TO DO
Collect every line in the material below that contains the word "clear", and copy each of those lines unchanged.

.....

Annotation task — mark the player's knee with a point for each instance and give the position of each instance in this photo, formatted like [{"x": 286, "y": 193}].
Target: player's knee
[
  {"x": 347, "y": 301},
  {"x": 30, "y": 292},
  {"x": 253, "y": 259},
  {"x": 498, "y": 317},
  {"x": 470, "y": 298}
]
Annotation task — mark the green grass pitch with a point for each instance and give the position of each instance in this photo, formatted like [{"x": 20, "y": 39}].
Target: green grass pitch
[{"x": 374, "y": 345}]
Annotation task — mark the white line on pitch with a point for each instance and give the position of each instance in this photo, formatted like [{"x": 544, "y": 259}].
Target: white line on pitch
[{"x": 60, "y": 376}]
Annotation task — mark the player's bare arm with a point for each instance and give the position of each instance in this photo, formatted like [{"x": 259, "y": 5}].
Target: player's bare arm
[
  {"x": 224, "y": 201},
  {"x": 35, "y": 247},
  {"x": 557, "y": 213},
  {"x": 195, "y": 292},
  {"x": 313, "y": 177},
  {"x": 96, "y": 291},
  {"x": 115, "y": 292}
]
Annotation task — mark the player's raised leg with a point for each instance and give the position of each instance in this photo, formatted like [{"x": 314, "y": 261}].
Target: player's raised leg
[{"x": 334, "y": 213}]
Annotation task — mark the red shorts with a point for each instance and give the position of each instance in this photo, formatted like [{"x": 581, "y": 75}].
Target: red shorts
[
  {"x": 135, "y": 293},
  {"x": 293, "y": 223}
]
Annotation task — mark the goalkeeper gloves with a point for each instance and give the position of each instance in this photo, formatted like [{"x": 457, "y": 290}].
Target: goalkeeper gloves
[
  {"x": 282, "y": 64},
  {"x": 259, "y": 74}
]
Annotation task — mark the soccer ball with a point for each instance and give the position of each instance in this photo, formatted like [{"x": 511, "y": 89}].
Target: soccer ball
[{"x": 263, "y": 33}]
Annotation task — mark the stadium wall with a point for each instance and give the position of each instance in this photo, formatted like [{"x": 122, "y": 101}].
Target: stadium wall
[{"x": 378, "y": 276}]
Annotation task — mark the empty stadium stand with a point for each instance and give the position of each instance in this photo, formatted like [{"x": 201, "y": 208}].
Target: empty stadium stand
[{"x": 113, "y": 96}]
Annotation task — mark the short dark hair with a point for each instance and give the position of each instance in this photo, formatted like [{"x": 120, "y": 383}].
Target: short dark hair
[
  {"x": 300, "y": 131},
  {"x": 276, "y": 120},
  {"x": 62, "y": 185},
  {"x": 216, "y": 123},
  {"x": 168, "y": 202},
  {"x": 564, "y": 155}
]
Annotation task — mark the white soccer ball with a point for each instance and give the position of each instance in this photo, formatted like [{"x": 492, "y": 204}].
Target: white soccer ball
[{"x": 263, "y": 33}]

.....

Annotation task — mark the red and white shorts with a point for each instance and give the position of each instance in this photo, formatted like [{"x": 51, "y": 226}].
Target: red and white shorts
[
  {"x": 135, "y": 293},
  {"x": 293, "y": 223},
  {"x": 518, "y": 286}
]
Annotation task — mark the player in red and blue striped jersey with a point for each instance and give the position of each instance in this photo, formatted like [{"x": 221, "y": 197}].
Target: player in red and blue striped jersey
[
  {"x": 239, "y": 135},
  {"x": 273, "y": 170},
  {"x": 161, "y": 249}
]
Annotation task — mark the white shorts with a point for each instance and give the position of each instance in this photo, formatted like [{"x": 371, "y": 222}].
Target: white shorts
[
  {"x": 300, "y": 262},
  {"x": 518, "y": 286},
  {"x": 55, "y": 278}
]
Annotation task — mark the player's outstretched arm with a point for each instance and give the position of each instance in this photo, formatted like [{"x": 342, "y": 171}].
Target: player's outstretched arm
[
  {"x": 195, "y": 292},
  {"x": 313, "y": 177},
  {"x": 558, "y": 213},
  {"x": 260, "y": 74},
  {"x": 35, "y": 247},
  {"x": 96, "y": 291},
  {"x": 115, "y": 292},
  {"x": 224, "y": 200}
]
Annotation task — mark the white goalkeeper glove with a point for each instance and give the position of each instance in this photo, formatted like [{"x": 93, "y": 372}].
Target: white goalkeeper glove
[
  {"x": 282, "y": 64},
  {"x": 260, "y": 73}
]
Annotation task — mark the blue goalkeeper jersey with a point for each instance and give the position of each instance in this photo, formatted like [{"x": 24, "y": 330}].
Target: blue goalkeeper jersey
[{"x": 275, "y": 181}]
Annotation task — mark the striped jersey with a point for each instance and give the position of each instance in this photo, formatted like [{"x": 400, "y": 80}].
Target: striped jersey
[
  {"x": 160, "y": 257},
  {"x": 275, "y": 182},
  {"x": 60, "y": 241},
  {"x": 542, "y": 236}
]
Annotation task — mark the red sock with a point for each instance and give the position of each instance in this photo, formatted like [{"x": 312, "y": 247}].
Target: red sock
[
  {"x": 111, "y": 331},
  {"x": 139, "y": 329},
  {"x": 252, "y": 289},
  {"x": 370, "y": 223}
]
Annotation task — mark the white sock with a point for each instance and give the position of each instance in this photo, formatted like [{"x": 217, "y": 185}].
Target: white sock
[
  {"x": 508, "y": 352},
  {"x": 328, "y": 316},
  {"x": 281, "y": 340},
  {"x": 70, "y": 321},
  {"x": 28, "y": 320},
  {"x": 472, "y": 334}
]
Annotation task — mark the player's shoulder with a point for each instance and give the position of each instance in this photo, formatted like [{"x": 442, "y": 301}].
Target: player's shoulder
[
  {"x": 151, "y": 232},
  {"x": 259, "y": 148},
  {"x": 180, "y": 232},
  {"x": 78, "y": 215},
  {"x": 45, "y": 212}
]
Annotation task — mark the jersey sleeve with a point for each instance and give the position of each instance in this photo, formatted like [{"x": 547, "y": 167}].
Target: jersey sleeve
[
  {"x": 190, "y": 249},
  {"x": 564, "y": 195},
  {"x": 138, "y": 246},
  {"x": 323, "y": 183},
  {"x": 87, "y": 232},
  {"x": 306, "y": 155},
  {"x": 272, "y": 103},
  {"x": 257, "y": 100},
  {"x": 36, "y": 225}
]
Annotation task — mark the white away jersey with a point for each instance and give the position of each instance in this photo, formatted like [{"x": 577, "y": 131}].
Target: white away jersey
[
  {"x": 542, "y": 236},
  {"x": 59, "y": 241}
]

.....

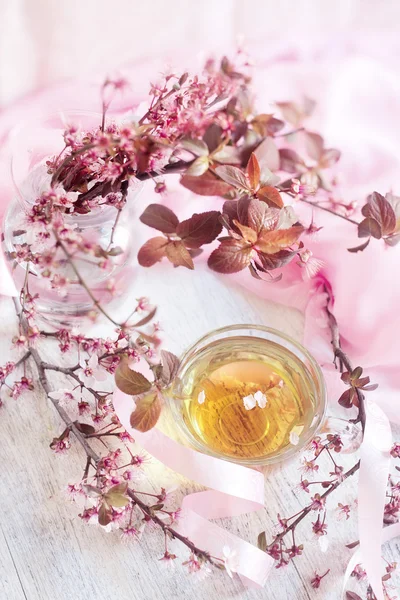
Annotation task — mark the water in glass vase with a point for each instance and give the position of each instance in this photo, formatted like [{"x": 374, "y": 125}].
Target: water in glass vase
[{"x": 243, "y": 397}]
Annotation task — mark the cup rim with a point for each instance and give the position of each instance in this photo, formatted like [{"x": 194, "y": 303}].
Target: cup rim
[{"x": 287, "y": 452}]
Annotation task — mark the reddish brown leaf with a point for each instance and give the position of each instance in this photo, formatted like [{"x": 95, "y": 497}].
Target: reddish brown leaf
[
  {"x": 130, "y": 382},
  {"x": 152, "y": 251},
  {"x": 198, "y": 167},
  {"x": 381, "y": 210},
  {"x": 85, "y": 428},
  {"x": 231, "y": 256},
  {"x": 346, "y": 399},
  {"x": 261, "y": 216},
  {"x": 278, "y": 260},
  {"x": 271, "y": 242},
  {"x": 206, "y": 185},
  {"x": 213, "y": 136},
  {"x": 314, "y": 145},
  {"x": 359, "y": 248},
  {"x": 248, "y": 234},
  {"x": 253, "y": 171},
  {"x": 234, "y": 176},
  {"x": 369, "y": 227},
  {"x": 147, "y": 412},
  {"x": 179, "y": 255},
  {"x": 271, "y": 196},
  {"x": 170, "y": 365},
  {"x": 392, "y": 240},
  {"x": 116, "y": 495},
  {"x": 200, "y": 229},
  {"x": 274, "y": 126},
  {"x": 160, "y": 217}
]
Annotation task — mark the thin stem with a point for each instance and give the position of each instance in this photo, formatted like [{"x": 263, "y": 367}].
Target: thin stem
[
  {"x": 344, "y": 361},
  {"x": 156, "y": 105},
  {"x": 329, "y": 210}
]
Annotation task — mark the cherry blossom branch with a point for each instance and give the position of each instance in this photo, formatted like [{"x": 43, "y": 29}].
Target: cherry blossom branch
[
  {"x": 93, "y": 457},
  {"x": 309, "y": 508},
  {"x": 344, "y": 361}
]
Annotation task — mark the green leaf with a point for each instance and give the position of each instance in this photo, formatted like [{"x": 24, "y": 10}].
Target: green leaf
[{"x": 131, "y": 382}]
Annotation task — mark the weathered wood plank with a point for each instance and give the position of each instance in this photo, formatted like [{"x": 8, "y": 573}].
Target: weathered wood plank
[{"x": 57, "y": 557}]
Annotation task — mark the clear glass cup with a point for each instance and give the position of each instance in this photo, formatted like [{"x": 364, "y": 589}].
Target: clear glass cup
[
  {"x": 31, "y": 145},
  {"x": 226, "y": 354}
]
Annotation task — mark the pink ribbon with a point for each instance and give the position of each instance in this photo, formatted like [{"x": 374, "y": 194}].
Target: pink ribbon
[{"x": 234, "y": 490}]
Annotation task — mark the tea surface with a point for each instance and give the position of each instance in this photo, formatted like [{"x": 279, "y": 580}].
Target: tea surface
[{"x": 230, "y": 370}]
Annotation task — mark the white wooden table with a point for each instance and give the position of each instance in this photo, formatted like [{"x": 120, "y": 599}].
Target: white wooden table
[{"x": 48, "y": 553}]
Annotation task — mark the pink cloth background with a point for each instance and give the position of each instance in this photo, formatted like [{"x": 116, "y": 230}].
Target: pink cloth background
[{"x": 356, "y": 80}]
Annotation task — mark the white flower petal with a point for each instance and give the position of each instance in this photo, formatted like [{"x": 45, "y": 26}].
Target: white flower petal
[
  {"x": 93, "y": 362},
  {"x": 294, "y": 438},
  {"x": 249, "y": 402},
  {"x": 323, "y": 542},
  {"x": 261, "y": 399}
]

.....

RESPONSE TO THIS EXERCISE
Annotation task — mark the clear glass cup with a point for each instance and give the position of each instance in this photo, formatted like [{"x": 364, "y": 589}].
Target: clear glass cup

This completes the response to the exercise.